§ **Source excerpt**:
++++++++

NGC Catalog

CLASSIC

Welcome Guest

For copy image paths and more information, please view on a desktop device.

Description

Lightweight framework for training models at scale, without the boilerplate. Train on any number of GPUs or nodes without changing your code, and turn on advanced training optimizations with a switch of a flag.

Publisher

GridAI

Latest Tag

v1.4.0

Modified

April 4, 2023

Compressed Size

6.38 GB

Multinode Support

Multi-Arch Support

What is PyTorch Lightning?

PyTorch Lightning is a powerful yet lightweight PyTorch wrapper, designed to make high performance AI research simple, allowing you to focus on science, not engineering. PyTorch Lightning is just organized PyTorch, but allows you to train your models on CPU, GPUs or multiple nodes without changing your code. Lightning makes state-of-the-art training features trivial to use with a switch of a flag, such as 16-bit precision, model sharding, pruning and many more.

Lightning ensures that when your network becomes complex your code doesn’t.

++++++++

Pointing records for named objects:
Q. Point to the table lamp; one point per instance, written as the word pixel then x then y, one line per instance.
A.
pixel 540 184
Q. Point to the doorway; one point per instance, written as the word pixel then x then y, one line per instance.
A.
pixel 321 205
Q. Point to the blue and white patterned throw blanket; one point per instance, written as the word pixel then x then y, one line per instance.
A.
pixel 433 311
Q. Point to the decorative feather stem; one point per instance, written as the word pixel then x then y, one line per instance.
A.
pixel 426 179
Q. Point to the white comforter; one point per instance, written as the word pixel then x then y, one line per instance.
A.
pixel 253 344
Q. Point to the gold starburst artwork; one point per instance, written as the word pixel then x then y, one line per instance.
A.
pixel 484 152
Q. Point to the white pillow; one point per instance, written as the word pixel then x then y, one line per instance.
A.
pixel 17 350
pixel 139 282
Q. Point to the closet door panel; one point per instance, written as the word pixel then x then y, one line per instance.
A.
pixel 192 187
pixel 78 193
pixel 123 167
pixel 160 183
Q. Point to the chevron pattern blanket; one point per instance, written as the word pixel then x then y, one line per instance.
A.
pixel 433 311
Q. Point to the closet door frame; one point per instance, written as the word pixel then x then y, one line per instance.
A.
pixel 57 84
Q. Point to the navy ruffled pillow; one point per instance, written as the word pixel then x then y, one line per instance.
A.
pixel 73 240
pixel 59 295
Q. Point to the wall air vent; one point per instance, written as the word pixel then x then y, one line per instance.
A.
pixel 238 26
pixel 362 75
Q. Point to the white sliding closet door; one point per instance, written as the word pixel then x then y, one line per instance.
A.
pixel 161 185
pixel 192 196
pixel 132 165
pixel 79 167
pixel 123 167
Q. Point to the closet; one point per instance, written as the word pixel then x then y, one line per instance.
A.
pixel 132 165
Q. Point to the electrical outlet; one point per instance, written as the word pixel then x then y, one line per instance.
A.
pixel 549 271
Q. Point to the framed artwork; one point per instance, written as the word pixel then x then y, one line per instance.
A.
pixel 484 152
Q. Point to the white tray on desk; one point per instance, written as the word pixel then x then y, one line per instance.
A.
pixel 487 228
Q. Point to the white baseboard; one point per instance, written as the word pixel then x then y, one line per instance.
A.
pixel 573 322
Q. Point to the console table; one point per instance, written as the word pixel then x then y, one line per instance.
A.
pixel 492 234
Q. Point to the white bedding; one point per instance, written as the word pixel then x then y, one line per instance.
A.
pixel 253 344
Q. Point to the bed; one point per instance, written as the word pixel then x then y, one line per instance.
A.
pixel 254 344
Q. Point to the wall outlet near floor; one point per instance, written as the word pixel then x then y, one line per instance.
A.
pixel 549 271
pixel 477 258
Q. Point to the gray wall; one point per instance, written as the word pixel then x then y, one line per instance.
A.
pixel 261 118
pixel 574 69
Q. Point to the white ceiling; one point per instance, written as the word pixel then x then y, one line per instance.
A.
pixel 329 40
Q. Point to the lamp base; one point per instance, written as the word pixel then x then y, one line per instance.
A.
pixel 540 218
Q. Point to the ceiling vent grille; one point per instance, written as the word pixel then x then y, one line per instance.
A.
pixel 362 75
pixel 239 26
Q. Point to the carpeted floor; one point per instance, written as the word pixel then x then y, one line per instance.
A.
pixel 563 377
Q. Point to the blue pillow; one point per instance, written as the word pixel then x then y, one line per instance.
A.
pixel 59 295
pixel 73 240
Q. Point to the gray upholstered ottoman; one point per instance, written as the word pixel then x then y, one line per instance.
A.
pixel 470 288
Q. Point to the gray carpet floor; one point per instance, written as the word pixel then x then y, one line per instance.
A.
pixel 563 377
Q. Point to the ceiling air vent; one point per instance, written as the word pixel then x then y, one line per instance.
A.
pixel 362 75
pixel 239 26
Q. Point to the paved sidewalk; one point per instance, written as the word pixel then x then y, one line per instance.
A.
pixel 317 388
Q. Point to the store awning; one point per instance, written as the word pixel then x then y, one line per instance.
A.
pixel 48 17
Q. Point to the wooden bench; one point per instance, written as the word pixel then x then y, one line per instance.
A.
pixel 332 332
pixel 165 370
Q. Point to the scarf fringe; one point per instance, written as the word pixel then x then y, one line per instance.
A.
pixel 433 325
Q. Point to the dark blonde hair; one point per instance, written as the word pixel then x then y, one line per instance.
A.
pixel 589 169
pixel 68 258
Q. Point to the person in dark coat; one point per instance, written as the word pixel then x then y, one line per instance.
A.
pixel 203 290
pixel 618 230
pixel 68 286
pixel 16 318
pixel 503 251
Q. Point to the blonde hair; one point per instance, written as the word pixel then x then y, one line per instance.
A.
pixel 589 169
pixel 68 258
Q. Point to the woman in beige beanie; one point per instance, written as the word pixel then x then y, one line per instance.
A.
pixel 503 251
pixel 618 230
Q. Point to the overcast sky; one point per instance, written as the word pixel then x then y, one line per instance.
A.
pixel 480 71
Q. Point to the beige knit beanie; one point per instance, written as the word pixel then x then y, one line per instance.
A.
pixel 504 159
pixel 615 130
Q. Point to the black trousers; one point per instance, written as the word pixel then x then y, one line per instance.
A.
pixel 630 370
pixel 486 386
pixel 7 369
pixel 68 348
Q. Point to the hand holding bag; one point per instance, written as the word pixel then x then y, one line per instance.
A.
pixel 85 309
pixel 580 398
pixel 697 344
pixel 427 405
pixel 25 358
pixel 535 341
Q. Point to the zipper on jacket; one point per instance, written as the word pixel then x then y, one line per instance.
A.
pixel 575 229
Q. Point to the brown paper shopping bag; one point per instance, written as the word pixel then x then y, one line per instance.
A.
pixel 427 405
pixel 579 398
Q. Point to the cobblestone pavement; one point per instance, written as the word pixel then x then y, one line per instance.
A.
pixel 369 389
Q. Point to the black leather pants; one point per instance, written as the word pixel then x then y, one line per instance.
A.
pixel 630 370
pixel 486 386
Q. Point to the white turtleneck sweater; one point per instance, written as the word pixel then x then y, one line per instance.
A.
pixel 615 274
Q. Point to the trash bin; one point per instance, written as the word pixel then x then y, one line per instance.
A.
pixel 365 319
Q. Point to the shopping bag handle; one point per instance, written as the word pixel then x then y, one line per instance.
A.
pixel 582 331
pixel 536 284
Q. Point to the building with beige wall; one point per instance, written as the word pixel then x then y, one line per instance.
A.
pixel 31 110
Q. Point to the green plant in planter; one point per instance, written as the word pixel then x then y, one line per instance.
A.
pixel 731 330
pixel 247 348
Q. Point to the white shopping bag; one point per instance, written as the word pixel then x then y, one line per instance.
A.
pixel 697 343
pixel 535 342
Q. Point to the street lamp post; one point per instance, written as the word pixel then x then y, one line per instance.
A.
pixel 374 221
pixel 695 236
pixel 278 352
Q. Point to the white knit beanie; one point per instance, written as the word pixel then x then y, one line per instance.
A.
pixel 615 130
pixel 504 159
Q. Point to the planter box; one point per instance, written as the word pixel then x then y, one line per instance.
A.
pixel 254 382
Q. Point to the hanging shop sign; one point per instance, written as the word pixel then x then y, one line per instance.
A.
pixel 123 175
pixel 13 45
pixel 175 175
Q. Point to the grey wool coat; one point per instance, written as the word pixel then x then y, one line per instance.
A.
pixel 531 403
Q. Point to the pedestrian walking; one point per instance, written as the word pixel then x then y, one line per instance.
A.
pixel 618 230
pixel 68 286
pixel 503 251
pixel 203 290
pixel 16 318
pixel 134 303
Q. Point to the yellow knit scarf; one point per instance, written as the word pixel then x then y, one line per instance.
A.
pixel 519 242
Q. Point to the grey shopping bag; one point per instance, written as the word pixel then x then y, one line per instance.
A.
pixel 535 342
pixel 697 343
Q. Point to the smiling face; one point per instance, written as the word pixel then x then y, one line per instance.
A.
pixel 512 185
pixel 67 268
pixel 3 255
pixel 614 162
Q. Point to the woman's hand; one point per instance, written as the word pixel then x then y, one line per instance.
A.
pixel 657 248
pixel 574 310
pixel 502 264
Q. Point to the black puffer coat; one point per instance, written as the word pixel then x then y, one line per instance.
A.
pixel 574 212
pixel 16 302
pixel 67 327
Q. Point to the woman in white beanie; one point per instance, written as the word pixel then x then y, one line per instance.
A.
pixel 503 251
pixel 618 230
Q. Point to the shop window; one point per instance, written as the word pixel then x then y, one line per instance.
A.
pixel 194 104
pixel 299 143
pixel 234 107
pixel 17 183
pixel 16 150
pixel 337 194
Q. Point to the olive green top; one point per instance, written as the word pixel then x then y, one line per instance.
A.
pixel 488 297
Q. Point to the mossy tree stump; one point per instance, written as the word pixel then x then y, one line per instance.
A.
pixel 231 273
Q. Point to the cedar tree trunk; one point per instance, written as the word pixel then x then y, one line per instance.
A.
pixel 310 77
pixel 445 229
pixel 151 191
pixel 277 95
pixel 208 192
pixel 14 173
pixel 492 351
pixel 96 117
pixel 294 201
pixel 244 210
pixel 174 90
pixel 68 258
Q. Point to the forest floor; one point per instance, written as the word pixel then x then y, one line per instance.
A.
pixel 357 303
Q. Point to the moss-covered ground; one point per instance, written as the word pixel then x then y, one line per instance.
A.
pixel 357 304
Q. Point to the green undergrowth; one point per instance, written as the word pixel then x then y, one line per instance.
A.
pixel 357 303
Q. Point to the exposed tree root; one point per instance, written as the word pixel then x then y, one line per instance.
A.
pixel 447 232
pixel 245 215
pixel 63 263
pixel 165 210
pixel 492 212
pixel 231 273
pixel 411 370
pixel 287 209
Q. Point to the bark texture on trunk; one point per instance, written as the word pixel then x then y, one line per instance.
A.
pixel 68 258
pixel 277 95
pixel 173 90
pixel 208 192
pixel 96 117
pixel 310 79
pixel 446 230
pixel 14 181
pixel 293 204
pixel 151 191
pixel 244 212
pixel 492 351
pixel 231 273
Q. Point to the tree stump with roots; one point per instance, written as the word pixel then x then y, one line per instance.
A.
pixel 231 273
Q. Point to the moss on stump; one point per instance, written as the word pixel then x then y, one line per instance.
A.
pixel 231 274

++++++++

§ **Task set**:
[a] Print everything from "What is PyTorch" down to "and many more." in the PyTorch Lightning catalog page.
[b] Answer these questions using the PyTorch Lightning catalog page.
(i) Who is listed as the publisher?
(ii) What compressed size does the page give?
(iii) Besides 16-bit precision, which two training features does it say can be turned on with a switch of a flag?
These rows were taken from a different source than the PyTorch Lightning catalog page.

§ **Expected answers**:
[a]
What is PyTorch Lightning?

PyTorch Lightning is a powerful yet lightweight PyTorch wrapper, designed to make high performance AI research simple, allowing you to focus on science, not engineering. PyTorch Lightning is just organized PyTorch, but allows you to train your models on CPU, GPUs or multiple nodes without changing your code. Lightning makes state-of-the-art training features trivial to use with a switch of a flag, such as 16-bit precision, model sharding, pruning and many more.

[b]
(i) GridAI
(ii) 6.38 GB
(iii) Model sharding and pruning